*Stated goal 1*: Copy out everything in the article on Colombian coca cultivation from "Colombian land dedicated" down to "Colombia in November.".
*Stated goal 2*: Translate this sentence from the article on Colombian coca cultivation into Spanish: "The small-scale cultivation of coca leaf, which is traditionally chewed for energy or as an antidote for altitude sickness, is legal for some indigenous communities in Colombia."
*Stated goal 3*: Carry on writing the article about Colombia's expanding coca cultivation, starting after its last sentence.

Oct 23, 2024 | 0 comments

By Luis Jaime Acosta

Colombian land dedicated to the cultivation of coca leaves, a raw ingredient for cocaine, jumped 10% last year to reach the largest area in over two decades, a report by the United Nations Office on Drugs and Crime (UNODC) found on Friday.

A deforested area which, according to authorities, is used for coca leaf plantations is seen during an overflight by the Colombian anti-narcotics police in Putumayo, Colombia in November.

Some 253,000 hectares were planted with coca leaf in 2023, the report said, up from 230,000 in 2022. That brought last year’s potential cocaine production up 53% to 2,644 metric tons, compared with 1,738 metric tons a year earlier.

The small-scale cultivation of coca leaf, which is traditionally chewed for energy or as an antidote for altitude sickness, is legal for some indigenous communities in Colombia.

UNODC said the expansion was mainly in the southwestern departments of Cauca and Narino, while remaining relatively stable across the rest of the country.

“The 10% increase in cultivation is in the country’s most productive areas and this has a very important impact on potential production” of cocaine, UNODC’s regional representative, Candice Welsch, told a press conference.

*Supplied data*:
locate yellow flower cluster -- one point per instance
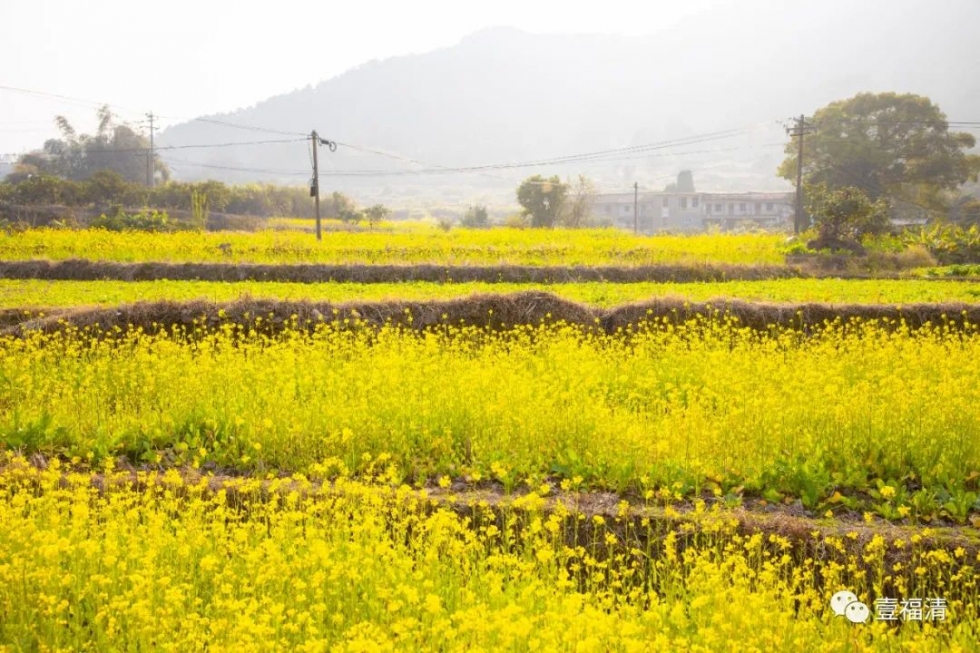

*Answer 1*:
Colombian land dedicated to the cultivation of coca leaves, a raw ingredient for cocaine, jumped 10% last year to reach the largest area in over two decades, a report by the United Nations Office on Drugs and Crime (UNODC) found on Friday.

A deforested area which, according to authorities, is used for coca leaf plantations is seen during an overflight by the Colombian anti-narcotics police in Putumayo, Colombia in November.

*Answer 2*: El cultivo a pequeña escala de la hoja de coca, que tradicionalmente se mastica para obtener energía o como antídoto contra el mal de altura, es legal para algunas comunidades indígenas de Colombia.

*Answer 3*:
Welsch said the plantations were mostly between two and four years old, making them more productive than older farms.

The most concentrated areas of coca leaf production were in areas where leftist guerrilla groups and criminal gangs founded by former far-right paramilitaries are operating.

Colombian authorities have for decades fought to reduce drug trafficking, but the country remains one of the world’s leading cocaine producers. The United States has long pressured the country to reduce its coca leaf farming.

President Gustavo Petro, the South American nation’s first leftist president, has proposed a shift from what he describes as a failed anti-narcotics military strategy toward recognizing drug use as a public health problem.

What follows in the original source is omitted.